▶ EXERCISE BRIEF
Entries follow. Give back exactly the lines starting at the one containing "target | car hood" and ending at the one containing "sample | (276,709)", and no other lines.

Point-per-instance localization data:

--

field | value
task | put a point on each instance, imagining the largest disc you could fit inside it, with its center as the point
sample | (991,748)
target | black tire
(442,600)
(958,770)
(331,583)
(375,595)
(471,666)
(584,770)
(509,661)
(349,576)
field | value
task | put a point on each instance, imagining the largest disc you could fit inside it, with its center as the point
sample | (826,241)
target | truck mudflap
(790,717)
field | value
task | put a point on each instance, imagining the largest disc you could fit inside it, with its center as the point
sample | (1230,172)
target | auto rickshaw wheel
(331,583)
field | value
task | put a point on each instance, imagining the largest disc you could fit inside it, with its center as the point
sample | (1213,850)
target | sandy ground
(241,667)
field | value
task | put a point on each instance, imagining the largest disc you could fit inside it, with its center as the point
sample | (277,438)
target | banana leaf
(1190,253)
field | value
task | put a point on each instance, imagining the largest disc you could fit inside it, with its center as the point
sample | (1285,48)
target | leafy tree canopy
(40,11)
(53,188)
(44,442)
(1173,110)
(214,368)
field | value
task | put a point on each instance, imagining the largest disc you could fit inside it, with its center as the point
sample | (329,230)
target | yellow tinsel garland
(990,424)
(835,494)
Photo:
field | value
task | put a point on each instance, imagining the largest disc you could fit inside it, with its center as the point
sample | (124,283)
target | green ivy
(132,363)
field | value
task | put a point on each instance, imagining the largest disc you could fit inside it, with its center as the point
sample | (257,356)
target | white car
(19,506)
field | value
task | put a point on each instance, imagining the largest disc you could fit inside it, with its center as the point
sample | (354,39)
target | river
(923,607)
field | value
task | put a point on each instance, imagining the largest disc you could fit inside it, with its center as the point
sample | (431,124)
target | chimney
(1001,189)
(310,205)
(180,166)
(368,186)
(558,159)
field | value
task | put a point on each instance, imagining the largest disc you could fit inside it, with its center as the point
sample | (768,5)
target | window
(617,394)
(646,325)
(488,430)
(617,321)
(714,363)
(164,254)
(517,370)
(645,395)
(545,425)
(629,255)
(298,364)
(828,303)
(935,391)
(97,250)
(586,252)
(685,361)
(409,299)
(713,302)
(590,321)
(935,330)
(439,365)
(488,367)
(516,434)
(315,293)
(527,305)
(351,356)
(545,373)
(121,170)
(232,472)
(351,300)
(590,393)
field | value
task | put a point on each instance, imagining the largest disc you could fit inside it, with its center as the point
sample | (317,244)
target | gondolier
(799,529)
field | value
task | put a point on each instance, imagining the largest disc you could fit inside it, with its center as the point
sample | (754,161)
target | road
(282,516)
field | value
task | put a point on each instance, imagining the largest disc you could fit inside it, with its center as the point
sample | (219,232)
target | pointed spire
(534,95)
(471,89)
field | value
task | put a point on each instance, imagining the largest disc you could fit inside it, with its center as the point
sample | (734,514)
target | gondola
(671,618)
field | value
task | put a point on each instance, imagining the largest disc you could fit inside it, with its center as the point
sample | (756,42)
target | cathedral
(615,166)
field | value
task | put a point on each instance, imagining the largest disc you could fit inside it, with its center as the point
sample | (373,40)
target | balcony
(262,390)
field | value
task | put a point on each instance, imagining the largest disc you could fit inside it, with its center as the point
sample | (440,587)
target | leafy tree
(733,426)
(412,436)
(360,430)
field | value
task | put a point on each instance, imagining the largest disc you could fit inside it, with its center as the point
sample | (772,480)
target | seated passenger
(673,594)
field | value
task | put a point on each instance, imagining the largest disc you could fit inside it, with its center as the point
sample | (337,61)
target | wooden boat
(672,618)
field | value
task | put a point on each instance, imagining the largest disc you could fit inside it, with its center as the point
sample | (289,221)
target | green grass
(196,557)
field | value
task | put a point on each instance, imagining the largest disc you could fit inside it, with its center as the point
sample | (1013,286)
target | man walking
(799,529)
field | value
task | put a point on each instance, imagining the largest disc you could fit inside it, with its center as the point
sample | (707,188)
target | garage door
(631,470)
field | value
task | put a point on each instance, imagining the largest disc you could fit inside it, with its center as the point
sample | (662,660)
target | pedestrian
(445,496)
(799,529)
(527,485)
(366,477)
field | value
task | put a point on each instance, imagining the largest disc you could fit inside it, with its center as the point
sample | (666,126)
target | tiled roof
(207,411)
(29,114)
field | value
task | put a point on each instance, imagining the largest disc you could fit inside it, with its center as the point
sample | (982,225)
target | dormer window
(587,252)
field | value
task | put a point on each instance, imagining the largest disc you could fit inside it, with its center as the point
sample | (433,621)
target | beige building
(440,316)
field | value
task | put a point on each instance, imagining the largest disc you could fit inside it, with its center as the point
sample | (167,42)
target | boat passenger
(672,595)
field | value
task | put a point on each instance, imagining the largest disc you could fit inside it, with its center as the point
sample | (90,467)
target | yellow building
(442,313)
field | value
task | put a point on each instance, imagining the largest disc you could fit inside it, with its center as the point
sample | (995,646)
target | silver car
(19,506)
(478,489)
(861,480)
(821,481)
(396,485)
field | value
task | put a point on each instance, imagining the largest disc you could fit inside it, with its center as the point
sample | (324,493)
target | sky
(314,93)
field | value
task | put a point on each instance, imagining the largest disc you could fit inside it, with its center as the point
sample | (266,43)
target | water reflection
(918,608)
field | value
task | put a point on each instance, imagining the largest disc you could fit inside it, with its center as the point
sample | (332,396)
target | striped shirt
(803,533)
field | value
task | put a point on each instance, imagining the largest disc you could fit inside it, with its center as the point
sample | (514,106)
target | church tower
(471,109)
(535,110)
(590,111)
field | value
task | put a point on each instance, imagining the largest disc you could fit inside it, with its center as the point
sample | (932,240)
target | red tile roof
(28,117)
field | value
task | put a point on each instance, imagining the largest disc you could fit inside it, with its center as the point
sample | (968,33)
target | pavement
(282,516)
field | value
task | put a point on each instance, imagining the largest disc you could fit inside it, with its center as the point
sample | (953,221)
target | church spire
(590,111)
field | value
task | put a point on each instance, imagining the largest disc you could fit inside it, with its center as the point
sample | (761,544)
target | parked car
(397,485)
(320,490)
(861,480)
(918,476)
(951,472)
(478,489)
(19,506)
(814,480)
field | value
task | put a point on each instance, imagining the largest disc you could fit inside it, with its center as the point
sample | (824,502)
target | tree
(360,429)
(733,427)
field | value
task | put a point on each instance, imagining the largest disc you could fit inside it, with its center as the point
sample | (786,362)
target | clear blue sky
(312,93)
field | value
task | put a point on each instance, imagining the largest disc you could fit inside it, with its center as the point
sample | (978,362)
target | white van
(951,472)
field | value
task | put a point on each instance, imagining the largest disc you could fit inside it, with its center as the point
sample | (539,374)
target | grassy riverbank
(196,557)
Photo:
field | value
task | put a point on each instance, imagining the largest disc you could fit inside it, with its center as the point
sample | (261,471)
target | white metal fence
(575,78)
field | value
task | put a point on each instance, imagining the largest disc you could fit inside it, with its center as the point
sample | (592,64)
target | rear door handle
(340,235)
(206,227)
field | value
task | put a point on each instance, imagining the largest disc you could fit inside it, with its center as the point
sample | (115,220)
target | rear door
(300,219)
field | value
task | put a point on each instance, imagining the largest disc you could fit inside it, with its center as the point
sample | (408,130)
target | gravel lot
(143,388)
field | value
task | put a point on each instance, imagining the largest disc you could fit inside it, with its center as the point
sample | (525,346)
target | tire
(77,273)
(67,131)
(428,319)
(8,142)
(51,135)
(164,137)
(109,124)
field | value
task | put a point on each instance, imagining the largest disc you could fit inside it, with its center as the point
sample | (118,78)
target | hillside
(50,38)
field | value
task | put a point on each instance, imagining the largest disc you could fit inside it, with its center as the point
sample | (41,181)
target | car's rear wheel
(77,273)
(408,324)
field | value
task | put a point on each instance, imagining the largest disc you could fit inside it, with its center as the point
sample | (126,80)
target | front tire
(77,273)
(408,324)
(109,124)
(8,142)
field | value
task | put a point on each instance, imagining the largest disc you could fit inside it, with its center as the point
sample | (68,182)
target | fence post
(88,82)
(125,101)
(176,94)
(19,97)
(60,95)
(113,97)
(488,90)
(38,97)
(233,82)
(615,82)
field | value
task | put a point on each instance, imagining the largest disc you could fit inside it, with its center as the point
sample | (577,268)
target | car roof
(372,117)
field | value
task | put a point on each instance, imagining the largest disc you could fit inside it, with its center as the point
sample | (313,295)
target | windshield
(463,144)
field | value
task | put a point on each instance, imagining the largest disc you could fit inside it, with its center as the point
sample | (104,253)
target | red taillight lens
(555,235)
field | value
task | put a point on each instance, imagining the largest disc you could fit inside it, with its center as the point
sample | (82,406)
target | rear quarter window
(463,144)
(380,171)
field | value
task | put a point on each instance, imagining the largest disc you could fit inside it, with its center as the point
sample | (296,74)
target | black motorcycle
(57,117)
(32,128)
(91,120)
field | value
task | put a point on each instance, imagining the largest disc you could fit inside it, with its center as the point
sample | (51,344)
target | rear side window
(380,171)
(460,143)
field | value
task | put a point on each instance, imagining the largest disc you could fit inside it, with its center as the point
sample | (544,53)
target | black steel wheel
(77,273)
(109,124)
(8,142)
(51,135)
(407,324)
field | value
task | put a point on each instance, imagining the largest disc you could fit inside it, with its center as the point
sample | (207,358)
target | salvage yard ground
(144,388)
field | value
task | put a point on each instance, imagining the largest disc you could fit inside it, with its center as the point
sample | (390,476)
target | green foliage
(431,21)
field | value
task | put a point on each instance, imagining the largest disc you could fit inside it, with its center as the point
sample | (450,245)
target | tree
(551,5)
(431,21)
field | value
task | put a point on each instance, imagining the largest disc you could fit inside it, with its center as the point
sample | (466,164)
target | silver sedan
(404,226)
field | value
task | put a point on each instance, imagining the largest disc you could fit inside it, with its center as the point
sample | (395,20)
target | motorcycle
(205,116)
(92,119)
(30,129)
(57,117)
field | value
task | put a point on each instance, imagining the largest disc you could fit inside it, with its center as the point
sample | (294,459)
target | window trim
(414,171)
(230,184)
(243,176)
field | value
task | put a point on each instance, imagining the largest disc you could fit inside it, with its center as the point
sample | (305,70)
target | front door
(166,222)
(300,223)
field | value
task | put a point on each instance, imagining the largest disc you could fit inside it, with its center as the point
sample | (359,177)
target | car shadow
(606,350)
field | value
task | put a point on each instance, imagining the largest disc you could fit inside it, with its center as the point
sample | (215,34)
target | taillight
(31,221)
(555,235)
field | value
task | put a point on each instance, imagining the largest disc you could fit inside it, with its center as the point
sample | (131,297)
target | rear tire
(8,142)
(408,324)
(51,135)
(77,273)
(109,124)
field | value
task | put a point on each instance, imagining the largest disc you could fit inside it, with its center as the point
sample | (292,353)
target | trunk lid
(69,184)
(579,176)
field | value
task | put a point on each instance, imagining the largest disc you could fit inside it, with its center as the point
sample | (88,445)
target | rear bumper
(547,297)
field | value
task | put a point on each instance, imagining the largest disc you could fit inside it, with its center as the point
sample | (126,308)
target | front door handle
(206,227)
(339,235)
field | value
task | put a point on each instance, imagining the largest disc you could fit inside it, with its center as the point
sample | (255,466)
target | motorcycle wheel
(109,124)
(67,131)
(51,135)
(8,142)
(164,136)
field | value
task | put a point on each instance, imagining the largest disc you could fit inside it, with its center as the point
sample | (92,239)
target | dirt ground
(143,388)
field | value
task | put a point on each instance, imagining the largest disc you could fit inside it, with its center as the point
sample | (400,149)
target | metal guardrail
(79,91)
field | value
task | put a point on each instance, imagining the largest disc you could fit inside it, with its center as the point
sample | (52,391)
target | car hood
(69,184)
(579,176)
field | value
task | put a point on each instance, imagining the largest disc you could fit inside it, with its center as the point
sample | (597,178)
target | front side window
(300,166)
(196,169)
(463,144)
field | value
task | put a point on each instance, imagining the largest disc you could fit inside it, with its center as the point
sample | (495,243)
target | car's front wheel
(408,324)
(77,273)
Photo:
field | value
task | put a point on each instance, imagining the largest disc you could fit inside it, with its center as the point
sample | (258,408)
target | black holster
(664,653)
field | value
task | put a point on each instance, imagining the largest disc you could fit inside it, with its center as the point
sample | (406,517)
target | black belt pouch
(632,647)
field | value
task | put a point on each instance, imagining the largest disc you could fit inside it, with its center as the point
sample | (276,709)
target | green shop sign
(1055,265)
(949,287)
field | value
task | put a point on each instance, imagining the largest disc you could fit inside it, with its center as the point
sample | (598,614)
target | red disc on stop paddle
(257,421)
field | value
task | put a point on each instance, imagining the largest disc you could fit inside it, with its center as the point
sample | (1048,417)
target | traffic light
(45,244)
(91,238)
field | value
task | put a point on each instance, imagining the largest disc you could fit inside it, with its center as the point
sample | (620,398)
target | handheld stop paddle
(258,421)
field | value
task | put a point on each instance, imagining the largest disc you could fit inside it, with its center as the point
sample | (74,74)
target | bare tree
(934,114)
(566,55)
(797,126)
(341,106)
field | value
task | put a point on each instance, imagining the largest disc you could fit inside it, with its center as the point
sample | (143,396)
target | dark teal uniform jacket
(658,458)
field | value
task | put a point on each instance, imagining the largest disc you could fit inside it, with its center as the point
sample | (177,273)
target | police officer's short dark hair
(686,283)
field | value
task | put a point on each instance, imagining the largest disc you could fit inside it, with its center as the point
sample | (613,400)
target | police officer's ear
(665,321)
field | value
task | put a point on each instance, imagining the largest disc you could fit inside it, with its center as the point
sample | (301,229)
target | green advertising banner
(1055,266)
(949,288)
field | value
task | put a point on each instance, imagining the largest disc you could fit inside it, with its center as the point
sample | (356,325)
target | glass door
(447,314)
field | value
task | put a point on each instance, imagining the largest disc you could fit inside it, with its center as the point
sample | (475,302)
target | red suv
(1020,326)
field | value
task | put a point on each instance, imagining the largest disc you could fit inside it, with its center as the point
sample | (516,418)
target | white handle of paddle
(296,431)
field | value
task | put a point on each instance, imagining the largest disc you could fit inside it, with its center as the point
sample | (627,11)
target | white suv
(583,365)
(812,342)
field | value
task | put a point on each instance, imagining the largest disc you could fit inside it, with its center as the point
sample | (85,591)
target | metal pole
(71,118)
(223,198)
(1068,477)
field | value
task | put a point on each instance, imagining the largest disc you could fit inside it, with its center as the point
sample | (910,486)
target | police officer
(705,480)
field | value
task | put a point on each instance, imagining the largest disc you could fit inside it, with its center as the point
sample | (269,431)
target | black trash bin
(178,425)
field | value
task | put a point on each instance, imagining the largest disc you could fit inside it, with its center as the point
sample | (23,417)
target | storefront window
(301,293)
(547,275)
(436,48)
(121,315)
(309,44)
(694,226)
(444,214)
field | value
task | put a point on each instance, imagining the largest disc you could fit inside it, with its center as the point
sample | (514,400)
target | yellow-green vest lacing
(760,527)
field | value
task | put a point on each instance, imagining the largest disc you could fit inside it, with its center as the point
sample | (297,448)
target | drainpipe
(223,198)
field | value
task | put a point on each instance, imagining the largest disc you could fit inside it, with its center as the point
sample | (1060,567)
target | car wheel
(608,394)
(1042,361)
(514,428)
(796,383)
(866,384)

--

▶ ANSWER AREA
target | car hood
(69,184)
(579,176)
field | value
task | put a point on each instance, imagining the largest disc you could fit inside it, with its center as the point
sample | (597,178)
target | front side window
(300,166)
(196,169)
(463,144)
field | value
task | put a point on each instance, imagining the largest disc you could fit inside it, with its center as the point
sample | (495,243)
target | car's front wheel
(408,324)
(77,273)
Photo:
field | value
task | put a point on each instance, imagining the largest disc you could fit inside it, with its center as the point
sample | (258,408)
target | black holster
(664,653)
field | value
task | put a point on each instance, imagining the largest disc you could fit inside it, with its center as the point
sample | (406,517)
target | black belt pouch
(632,647)
field | value
task | put a point on each instance, imagining the largest disc you could fit inside it, with its center as the point
sample | (276,709)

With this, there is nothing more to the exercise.